### Text ###

Brent Allsop brent.allsop at gmail.com
Sun Apr 9 12:13:56 UTC 2023


Wow, all that is such a great story.  Yes, Gordon, thanks for organizing
that masterpiece, and thanks Gordan and Spike, for relating your experience
of it, and its implications.

And, EVERYONE, thanks for all this effort!!  Do you realize what we are
doing, as a team?  We are specing out a theoretical design of how
consciousness works, and in my opinion, our team is doing a better job than
any team, anywhere in the world.  There is nothing in the peer reviewed
journals that comes anywhere close to what we are doing here.  To the
degree to which it is an accurate design, not only does that tell us what
humans are, it will enable us to predict the near future of humanity, what
engineered uploading to superior brains will be like, and all that.  It
doesn't seem to be true, but there is a LOT of stuff we are all agreeing
on.  We just don't talk about  what we agree one, 99% of our words are just
about the minor details we don't agree with, seemingly endlessly.  AND I
can see some people, including myself, changing the way we think about
consciousness, or at least improve the words we use to describe what we
think, as a result of this conversation.

The goal of the Theories of Consciousness
<https://canonizer.com/topic/88-Theories-of-Consciousness/1-Agreement> topic
is to capture this specification, real time, as it progresses.  The things
we agree on, like it is approachable via science
<https://canonizer.com/topic/88-Theories-of-Consciousness/2-Approachable-Via-Science>,
and conscious knowledge is composed of qualities like redness and greenness
<https://canonizer.com/topic/88-Theories-of-Consciousness/6-Representational-Qualia>,
can be specced out in the super camps, and when we find stuff we disagree
on (the nature of these qualities of which consciousness is composed), this
can be pushed down to supporting sub camps, out of the way of the more
important consensus stuff we do agree on.  Then we basically vote on that
stuff (i.e. track consensus, but don't lose track of the minority opinions)

### Information provided ###

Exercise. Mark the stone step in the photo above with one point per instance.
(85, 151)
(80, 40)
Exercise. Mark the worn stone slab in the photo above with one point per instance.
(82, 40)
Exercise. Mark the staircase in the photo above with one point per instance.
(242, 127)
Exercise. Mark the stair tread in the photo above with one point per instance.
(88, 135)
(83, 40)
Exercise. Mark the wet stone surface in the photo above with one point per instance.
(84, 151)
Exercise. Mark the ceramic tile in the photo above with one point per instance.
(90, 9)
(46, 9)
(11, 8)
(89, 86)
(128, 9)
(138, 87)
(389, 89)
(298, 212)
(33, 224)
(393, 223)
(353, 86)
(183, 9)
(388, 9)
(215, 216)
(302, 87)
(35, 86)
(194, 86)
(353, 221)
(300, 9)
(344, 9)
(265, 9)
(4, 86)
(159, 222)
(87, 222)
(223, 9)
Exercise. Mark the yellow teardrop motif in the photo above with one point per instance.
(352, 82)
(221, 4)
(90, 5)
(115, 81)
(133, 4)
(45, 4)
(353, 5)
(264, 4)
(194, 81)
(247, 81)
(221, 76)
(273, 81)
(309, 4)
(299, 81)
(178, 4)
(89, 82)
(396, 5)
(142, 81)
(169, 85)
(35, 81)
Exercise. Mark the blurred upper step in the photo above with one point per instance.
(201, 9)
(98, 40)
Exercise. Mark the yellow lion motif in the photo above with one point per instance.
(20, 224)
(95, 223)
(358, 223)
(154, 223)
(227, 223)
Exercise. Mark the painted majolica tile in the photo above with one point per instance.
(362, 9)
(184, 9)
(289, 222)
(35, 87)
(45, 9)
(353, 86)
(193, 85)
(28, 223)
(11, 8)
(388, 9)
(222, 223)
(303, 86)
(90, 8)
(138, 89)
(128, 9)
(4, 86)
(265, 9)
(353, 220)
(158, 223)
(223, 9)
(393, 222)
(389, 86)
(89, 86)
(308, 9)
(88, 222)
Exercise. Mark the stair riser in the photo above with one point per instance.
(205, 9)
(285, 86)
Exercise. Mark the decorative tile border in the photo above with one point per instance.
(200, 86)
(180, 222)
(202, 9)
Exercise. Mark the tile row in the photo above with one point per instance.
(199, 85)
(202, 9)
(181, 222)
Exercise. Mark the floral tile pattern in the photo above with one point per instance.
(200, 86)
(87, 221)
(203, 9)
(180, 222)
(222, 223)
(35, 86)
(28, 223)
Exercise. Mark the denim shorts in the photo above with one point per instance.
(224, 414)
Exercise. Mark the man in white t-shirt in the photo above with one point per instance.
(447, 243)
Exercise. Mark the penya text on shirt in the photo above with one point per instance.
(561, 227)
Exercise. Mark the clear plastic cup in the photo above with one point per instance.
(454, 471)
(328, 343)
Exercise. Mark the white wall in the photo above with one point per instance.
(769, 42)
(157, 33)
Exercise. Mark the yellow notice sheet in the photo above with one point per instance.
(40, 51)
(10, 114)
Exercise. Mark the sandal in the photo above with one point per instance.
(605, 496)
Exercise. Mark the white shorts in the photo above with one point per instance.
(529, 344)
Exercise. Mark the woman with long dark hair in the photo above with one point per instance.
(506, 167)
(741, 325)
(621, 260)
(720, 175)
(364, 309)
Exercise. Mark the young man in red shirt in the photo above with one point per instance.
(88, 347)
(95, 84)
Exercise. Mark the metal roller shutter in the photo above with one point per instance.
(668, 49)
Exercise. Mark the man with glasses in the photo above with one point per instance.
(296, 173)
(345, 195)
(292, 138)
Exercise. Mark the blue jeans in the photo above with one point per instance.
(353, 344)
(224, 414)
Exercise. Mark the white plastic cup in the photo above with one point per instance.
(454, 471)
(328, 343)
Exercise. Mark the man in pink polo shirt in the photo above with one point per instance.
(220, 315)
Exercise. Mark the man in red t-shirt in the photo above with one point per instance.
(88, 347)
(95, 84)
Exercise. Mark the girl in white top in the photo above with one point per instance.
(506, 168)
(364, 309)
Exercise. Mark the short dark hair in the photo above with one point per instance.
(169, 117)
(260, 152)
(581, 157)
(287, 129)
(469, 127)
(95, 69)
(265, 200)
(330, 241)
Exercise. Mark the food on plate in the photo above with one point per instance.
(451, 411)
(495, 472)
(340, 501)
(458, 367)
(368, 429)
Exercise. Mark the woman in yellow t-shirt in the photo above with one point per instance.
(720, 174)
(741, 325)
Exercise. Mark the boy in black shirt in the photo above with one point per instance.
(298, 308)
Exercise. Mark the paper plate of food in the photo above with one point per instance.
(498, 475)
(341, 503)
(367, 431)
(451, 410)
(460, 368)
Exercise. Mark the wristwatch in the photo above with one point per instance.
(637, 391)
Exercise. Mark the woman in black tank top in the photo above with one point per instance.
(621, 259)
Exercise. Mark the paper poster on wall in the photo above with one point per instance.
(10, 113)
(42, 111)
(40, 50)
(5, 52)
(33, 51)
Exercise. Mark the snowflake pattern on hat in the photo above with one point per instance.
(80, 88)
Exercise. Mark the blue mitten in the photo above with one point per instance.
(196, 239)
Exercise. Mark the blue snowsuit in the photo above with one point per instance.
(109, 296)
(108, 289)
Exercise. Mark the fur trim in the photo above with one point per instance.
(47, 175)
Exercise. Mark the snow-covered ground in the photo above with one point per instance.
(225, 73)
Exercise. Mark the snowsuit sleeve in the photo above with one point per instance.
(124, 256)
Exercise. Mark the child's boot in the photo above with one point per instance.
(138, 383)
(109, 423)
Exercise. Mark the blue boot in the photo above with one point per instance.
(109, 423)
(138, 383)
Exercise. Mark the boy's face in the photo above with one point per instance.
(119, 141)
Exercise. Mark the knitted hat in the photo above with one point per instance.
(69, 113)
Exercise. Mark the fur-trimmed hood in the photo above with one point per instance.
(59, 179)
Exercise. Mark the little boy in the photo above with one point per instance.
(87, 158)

###

Problem to work on →
Copy word for word the part of the mailing-list post that begins with "Wow, all that" and ends with "and its implications.".

Exercise answer →
Wow, all that is such a great story.  Yes, Gordon, thanks for organizing
that masterpiece, and thanks Gordan and Spike, for relating your experience
of it, and its implications.